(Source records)

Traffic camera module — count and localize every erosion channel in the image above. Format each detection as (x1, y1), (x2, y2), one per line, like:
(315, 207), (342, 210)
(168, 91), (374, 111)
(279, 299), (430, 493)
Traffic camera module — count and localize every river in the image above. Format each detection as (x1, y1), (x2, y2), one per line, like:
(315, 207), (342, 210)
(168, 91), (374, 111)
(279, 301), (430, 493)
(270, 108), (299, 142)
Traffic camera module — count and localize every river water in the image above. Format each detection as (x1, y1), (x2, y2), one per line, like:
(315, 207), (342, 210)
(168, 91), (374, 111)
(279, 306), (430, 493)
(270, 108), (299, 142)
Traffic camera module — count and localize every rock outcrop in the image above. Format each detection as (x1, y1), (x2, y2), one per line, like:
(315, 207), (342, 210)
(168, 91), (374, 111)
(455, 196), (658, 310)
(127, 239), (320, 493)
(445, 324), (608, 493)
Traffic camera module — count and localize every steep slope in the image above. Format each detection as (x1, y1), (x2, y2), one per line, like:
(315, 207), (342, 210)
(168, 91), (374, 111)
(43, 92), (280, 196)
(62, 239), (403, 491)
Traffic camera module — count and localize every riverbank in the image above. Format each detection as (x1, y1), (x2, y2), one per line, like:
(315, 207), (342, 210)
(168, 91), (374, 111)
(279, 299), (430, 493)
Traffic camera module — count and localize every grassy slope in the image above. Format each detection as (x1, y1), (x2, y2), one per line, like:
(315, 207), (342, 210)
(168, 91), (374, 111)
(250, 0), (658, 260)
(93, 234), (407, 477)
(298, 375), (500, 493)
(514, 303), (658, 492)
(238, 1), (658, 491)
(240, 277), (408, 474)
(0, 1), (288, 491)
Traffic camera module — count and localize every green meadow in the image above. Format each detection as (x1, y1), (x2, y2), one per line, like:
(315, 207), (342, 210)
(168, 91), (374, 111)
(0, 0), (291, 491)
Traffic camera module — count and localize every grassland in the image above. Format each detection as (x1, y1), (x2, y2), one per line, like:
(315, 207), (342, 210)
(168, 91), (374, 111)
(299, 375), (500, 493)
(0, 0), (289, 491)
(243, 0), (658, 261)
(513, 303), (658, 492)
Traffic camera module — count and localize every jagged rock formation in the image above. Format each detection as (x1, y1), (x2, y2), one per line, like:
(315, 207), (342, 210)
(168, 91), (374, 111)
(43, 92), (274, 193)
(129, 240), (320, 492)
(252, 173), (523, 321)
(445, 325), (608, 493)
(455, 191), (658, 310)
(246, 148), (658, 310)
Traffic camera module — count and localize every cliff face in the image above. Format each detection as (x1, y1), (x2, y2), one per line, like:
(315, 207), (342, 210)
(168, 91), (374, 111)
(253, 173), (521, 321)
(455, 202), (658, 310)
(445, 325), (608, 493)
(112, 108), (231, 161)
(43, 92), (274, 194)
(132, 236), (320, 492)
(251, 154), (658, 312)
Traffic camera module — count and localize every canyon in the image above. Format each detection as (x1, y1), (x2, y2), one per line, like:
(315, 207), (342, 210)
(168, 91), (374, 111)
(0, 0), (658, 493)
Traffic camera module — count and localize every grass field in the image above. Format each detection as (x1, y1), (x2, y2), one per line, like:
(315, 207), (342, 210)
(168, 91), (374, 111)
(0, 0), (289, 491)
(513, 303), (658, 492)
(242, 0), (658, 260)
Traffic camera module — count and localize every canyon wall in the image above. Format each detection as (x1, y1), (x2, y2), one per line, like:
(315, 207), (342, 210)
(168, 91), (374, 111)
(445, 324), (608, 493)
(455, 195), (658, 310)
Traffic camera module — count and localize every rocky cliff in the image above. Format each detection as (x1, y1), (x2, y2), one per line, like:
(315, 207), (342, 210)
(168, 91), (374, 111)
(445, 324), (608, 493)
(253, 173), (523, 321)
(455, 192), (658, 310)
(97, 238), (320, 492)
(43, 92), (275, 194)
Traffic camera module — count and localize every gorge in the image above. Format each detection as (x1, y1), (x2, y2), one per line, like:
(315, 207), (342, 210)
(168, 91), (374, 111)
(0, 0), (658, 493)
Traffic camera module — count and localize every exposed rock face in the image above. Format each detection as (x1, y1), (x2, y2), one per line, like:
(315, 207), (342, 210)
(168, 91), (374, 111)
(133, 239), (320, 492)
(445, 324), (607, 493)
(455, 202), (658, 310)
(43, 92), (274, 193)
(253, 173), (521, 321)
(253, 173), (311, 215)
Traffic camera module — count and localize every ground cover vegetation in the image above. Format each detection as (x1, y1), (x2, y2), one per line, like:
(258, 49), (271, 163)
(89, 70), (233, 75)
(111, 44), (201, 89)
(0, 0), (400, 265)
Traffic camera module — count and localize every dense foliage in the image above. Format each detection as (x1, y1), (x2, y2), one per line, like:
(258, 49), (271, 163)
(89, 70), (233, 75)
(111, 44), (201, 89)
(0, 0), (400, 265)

#### [TASK TO CARRY OUT]
Return the lines above word for word, starting with the line that contains "Traffic camera module — count and localize every river water" and going on through the line that contains "(0, 1), (288, 491)", with both of those lines included.

#### [THE RESPONSE]
Traffic camera module — count and localize every river water in the image above. Format each detection as (x1, y1), (x2, y2), one per line, like:
(315, 207), (342, 210)
(168, 91), (374, 111)
(279, 306), (430, 493)
(270, 108), (299, 142)
Traffic camera module — count and localize every rock outcrop in the image above. Format each detection as (x1, y1), (x2, y2), one per line, like:
(315, 207), (342, 210)
(168, 91), (374, 111)
(455, 196), (658, 310)
(127, 239), (320, 493)
(445, 324), (608, 493)
Traffic camera module — count and localize every steep slope in the image above. Format each detection as (x1, y1), (x2, y2), one per line, like:
(315, 207), (342, 210)
(168, 91), (374, 111)
(43, 92), (280, 196)
(62, 239), (403, 491)
Traffic camera module — count and localize every riverbank in the image above. Format each detection as (x1, y1), (x2, y2), one per line, like:
(315, 207), (342, 210)
(168, 91), (374, 111)
(279, 299), (430, 493)
Traffic camera module — count and localize every grassy slope in the image above. Format each detection as (x1, y1), (x2, y2), one per line, like:
(315, 207), (342, 210)
(168, 91), (374, 111)
(250, 0), (658, 260)
(93, 234), (407, 477)
(298, 375), (500, 493)
(514, 303), (658, 492)
(238, 1), (658, 491)
(240, 277), (408, 474)
(0, 1), (288, 491)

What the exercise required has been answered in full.